#### WHAT YOU HAVE TO DO
The following data has a line with "109, row 224." and a line with "310, row 218.". Write out exactly those lines and all the lines between them.

#### DATA LISTING
>>>

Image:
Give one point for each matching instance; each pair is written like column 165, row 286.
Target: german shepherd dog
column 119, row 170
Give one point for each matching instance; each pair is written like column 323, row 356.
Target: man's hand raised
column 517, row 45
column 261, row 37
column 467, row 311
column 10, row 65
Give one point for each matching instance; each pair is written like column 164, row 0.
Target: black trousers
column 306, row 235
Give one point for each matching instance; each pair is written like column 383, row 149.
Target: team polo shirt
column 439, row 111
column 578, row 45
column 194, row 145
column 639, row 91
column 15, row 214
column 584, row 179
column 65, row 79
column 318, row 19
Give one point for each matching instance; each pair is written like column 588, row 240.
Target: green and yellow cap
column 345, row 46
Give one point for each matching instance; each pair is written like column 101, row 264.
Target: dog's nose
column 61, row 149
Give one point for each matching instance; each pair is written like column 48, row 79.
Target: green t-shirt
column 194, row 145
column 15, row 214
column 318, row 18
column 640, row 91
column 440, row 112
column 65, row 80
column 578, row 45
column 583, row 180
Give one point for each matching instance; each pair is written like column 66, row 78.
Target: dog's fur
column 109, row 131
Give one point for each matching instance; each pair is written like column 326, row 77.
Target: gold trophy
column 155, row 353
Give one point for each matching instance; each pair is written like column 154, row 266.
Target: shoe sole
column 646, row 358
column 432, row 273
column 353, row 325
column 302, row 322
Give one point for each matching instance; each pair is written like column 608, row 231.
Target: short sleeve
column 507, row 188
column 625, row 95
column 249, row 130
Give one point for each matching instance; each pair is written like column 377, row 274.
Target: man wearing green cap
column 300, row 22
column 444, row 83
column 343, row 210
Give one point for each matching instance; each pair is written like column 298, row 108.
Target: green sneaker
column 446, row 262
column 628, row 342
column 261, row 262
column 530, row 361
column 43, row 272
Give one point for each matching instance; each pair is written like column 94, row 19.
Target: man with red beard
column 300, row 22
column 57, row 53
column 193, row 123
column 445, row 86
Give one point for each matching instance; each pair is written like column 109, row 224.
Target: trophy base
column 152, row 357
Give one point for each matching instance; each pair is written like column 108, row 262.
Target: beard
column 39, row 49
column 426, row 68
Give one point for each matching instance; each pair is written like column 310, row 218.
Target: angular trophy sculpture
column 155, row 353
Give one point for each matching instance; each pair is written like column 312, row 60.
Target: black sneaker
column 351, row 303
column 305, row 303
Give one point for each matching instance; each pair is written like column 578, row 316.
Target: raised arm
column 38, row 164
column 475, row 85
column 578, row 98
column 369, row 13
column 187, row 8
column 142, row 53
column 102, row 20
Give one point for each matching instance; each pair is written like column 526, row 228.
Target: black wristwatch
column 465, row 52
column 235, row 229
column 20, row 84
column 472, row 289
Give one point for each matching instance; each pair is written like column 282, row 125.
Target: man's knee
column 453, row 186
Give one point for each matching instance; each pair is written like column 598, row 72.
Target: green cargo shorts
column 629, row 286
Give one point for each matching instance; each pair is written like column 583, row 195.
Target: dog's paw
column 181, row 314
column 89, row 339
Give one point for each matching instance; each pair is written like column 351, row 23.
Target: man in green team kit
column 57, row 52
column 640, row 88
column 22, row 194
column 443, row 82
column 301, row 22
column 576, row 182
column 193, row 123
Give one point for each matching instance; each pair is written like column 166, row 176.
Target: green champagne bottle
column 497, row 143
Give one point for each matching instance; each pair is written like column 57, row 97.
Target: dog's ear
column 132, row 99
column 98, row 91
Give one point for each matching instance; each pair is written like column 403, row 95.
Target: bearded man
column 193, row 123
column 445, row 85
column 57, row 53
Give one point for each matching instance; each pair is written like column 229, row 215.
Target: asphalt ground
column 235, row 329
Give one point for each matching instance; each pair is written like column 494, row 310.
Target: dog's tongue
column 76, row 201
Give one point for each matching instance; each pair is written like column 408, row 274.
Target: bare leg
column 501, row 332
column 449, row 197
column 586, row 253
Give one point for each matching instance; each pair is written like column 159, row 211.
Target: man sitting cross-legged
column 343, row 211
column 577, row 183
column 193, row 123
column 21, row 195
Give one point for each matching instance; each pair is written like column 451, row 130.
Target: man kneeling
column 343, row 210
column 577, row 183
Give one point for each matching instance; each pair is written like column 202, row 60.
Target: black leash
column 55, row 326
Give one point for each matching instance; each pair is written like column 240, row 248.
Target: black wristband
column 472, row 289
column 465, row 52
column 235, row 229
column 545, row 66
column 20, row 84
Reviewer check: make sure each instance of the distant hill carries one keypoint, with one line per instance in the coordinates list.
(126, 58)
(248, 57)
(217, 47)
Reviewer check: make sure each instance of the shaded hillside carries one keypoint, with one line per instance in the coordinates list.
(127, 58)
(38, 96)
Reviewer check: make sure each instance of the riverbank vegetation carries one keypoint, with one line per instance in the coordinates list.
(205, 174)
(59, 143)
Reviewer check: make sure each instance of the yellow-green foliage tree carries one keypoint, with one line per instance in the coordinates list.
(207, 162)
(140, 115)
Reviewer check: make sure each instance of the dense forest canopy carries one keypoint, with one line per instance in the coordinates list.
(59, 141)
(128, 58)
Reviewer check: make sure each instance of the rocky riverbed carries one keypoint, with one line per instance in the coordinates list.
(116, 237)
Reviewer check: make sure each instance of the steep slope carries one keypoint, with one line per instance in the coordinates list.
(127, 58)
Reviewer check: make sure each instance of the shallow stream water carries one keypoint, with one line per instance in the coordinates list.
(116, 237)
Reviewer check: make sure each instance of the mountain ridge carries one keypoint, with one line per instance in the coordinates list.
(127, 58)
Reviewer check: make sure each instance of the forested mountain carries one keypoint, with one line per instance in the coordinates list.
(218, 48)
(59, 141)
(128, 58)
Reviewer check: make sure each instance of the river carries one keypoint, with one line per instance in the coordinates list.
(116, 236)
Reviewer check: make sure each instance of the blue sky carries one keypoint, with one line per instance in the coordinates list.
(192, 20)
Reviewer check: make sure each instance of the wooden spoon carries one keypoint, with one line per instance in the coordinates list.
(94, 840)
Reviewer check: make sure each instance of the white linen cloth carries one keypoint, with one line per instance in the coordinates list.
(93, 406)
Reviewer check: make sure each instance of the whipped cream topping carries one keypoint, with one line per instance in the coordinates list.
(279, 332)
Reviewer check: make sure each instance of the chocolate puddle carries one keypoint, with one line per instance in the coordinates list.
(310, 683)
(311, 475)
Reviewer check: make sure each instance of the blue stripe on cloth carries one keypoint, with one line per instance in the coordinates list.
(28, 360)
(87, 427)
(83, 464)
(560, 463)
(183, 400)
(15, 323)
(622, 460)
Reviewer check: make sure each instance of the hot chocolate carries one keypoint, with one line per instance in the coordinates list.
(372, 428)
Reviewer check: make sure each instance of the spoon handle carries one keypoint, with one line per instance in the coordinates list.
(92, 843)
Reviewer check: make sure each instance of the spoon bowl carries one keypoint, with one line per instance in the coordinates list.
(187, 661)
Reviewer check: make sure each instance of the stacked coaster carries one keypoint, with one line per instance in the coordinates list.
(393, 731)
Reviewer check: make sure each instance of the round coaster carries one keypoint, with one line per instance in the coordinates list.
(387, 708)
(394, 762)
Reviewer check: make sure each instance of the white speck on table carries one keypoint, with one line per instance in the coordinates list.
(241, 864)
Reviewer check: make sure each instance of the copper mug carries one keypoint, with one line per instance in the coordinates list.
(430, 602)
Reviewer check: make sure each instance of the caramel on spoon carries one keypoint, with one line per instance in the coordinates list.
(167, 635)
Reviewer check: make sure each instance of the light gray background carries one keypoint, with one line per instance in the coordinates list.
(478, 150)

<<<

#### SOLUTION
Give one point for each matching instance; each pair is written like column 109, row 224.
Target: trophy base
column 152, row 357
Give one point for each matching instance; each pair is written like column 108, row 262.
Target: beard
column 39, row 49
column 426, row 68
Give one point for each matching instance; each pair is written like column 310, row 218.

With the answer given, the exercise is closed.